El testimonio de los rescatados es un viaje al pasado: los legendarios campos de concentración de la Segunda Guerra Mundial.

Diana Carolina Durán Núñez
05 de julio de 2008 - 09:29 a. m.

“Por primera vez nos damos cuenta de que nuestra lengua no tiene palabras para expresar esta ofensa (...), una condición humana más miserable no existe, y no puede imaginarse”. Con estas líneas, el escritor italiano Primo Levi intentó transmitir todo el horror que soportaron los judíos cuando estuvieron confinados en  campos de concentración, establecidos por los alemanes durante la Segunda Guerra Mundial. Levi, quien permaneció en Auschwitz entre 1944 y 1945, duró el resto de su vida plasmando en hojas lo que significó para él haber sido parte de ese holocausto.

Sin embargo, testimonios como el suyo y de tantos otros sobrevivientes del exterminio judío no fueron suficientes para evitar que los campos de concentración continuaran siendo una realidad, al menos en Colombia. Las cartas desde la selva así lo han dejado ver por años. Declaraciones de hombres como el canciller Fernando Araújo y el policía John Frank Pinchao también lo demuestran. Y ahora, luego del rescate de Íngrid Betancourt, los tres estadounidenses y los 11 miembros de la Fuerza Pública, se hace evidente que éste es un tema que no se puede relegar al olvido.       

La crueldad en los campos

Lo que motivó el levantamiento de los campos de concentración para los secuestrados de las Farc situados en el Meta, Caquetá y Guaviare fue un hecho que sucedió a cientos de kilómetros de distancia: la fuga de una guerrillera con dos militares que estaban privados de la libertad en el Cañón de la Llorona, accidente geográfico que se comparten las selvas de Chocó y de Antioquia. “Cuando nos cogieron, improvisaron unas viviendas con hamacas para que durmiéramos. Y como a los 20 días vimos que trajeron el alambre y cercaron todo”, le contó el cabo primero José Miguel Arteaga, quien no había hablado públicamente, a El Espectador.

## Material proporcionado
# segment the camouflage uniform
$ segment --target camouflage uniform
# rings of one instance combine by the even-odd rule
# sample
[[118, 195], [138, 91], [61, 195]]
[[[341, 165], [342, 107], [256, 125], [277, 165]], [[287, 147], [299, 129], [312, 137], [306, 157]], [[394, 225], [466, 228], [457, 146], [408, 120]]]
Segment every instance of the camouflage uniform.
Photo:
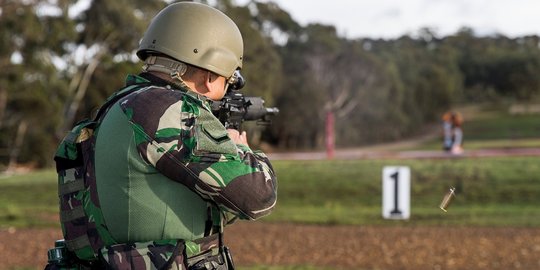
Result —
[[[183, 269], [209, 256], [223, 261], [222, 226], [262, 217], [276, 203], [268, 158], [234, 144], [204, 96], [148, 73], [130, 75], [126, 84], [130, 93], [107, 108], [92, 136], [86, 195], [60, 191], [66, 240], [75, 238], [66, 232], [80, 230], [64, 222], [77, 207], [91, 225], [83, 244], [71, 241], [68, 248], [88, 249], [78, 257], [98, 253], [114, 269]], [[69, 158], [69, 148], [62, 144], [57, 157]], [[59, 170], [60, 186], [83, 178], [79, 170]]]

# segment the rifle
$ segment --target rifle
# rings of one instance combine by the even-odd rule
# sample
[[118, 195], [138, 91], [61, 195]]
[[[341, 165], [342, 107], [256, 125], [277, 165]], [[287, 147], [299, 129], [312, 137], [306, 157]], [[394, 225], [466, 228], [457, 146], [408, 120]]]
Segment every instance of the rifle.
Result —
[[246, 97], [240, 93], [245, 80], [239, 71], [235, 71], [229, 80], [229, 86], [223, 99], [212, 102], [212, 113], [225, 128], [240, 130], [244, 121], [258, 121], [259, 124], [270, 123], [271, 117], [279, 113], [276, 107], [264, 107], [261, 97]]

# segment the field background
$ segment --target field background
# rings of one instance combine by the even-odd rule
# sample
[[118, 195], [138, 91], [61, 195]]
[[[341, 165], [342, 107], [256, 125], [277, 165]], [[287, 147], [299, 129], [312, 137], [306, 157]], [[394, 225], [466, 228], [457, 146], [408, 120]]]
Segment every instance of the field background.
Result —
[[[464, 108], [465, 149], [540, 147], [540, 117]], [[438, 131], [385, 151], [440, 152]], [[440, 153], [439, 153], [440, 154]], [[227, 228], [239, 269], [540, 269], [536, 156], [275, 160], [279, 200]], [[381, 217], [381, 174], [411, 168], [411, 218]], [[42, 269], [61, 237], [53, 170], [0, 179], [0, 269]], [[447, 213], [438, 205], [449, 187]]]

...

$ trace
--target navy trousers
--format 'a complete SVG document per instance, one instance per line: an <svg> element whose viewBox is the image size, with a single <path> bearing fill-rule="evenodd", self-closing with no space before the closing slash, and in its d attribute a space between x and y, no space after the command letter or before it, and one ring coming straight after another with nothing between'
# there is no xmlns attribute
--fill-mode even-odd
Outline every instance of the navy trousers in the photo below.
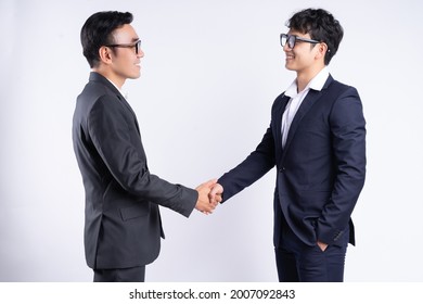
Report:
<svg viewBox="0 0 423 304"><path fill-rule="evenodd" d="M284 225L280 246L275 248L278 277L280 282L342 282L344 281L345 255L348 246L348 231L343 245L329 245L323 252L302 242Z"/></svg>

## Tareas por realizar
• A. Resuma en menos palabras el párrafo del texto que comienza con «Sin embargo, testimonios como el suyo», conservando sus datos principales.
• B. Según el texto, ¿entre qué años permaneció Primo Levi en Auschwitz?
• C. Prosiga el texto sobre los campos de concentración de las Farc a partir de su última oración.

## Respuestas del ejercicio
• A. Los testimonios de Primo Levi y de otros sobrevivientes del exterminio judío no impidieron que los campos de concentración siguieran existiendo, al menos en Colombia. Así lo muestran desde hace años las cartas desde la selva, además de las declaraciones del canciller Fernando Araújo y del policía John Frank Pinchao. Tras el rescate de Íngrid Betancourt, los tres estadounidenses y los 11 miembros de la Fuerza Pública, queda claro que el tema no puede relegarse al olvido.

• B. Entre 1944 y 1945.

• C.
Él fue uno de los 43 soldados capturados por las Farc el 3 de marzo de 1998, luego de la emboscada al Batallón de Contraguerrillas N° 52 de la recién creada Brigada Móvil N° 3 en la quebrada El Billar, Caquetá. Arteaga hizo parte de los 16 militares a los que las Farc reconoció tener bajo su poder en un listado emitido a los siete meses del asalto, silencio que martirizó su familia. “Fue una época de sosiego. Volví a coger el vicio del cigarrillo, tomaba diez tintos al día. Si me hubieran dicho que fuera a recogerlo al monte, yo lo hubiera hecho, así fuera a tuntún”, recuerda su hermana mayor, Yaneth González Arteaga.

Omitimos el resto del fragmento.